== Extrait ==
---

Pour ma part, je n'ai jamais demandé aux travailleurs sociaux de partager leurs secrets avec moi, mais je ne suis pas hostile au fait que l'on informe le maire sur ce qu'il doit faire, notamment en matière éducative. Je rappelle d'ailleurs que la loi du 30 octobre 1886 dispose que le maire doit procéder à l'inscription des enfants dans les écoles primaires et qu'il est chargé d'y vérifier leur présence. Là encore - pourquoi ne pas le rappeler ? -, il suffisait d'appliquer la loi existante.

Enfin, le maire n'est concerné par le secret partagé que dans le cadre de ses compétences, et aucunement de façon générale.

En ce qui concerne le domaine d'application du secret professionnel partagé, qui vise en premier lieu l'enfance, il existe deux hypothèses d'intervention des travailleurs sociaux.

La première hypothèse est le mandat judiciaire : un juge confie au département, dans le cadre de l'aide sociale à l'enfance, le mandat de placer un jeune dans un établissement ou de faire l'objet d'une mission d'éducation en milieu ouvert. C'est alors au juge que l'on doit rendre compte.

Pour ma part, en tant que président de conseil général, je n'autoriserai pas les fonctionnaires de mon département à partager leur secret professionnel tant que le juge n'aura pas autorisé ce partage par écrit, dans la mesure où c'est lui qui nous a confié la mission. Nous ne pouvons donc agir qu'en liaison avec le juge.

Dans la seconde hypothèse, le recours au juge a été évité et les travailleurs sociaux ont pu convaincre les parents d'accepter une mesure administrative. Il ne faut pas rompre cette relation de confiance qui s'est établie entre le travailleur social et les parents.

---

== Matériel ==
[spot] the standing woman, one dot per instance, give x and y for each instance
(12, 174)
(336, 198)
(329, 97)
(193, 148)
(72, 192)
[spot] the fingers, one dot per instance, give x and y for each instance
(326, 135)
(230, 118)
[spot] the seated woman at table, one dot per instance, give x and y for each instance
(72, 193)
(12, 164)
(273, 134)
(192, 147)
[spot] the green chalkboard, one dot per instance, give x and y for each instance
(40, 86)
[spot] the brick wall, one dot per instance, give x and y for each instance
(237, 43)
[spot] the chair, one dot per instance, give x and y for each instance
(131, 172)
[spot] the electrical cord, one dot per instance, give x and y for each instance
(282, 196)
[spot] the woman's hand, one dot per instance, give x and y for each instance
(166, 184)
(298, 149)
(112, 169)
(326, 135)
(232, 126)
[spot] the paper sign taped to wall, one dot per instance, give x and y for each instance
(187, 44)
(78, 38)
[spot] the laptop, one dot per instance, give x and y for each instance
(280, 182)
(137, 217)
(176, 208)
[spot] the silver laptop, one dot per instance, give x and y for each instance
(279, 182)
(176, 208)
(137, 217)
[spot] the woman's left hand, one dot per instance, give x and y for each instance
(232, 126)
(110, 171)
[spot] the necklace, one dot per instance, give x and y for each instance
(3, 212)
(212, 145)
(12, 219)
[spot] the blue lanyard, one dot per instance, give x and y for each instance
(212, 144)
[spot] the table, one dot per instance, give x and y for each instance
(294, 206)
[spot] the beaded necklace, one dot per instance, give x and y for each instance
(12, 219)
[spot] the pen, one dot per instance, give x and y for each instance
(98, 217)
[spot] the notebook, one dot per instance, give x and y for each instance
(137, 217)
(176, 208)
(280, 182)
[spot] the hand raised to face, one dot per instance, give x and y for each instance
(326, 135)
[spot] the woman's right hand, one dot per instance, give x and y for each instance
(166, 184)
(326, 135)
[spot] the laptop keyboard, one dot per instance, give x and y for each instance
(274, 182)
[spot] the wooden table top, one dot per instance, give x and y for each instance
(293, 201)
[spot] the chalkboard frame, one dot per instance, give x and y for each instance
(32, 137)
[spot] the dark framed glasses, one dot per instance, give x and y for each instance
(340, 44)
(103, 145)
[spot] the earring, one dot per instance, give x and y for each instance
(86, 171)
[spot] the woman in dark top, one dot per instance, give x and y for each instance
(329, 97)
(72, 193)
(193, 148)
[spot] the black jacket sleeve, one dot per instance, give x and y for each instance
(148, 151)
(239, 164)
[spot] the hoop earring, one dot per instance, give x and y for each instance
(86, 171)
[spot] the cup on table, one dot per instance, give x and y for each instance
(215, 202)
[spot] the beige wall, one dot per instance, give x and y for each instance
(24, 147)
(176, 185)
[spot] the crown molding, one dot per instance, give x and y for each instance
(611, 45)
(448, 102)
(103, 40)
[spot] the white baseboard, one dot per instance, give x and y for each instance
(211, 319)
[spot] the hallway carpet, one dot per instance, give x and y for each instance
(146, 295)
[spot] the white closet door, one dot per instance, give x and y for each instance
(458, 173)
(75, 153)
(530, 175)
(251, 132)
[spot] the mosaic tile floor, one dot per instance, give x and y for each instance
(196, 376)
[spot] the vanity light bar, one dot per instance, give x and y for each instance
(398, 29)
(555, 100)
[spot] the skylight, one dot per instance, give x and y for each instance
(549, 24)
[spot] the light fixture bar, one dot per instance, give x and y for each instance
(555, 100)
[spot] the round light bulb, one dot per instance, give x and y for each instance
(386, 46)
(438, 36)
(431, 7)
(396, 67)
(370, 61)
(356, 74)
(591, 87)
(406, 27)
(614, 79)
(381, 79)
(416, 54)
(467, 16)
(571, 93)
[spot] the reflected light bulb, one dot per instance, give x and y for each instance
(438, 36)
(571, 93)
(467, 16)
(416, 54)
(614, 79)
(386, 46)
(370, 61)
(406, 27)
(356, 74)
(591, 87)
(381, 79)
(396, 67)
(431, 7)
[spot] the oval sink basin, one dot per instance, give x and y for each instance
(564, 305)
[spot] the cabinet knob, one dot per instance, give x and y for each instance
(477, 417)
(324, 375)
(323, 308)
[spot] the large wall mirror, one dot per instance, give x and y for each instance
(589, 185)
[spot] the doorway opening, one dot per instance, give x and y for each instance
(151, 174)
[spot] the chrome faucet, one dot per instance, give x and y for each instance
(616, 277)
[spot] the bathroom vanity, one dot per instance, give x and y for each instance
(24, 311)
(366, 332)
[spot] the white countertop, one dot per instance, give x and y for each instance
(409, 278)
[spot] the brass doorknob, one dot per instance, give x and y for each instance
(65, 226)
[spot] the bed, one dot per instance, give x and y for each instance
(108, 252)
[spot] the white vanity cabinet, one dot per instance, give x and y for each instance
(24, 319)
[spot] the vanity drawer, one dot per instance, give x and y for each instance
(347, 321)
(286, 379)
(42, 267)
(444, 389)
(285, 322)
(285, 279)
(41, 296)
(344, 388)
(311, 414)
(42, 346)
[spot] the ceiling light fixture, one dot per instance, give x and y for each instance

---

== Objectifs ==
1. D'après l'extrait, quelle loi impose au maire d'inscrire les enfants dans les écoles primaires et d'y vérifier leur présence ?
2. Dans l'extrait, pourquoi le président de conseil général qui s'exprime refuse-t-il que les fonctionnaires de son département partagent leur secret professionnel avant une autorisation écrite du juge ? Répondez en une à trois phrases.

== Résultats par tâche ==
1. La loi du 30 octobre 1886.

2. Dans le cas du mandat judiciaire, c'est le juge qui a confié la mission au département, et c'est à lui que l'on rend compte. Le département ne peut donc agir qu'en liaison avec le juge. Le partage du secret suppose par conséquent son autorisation écrite.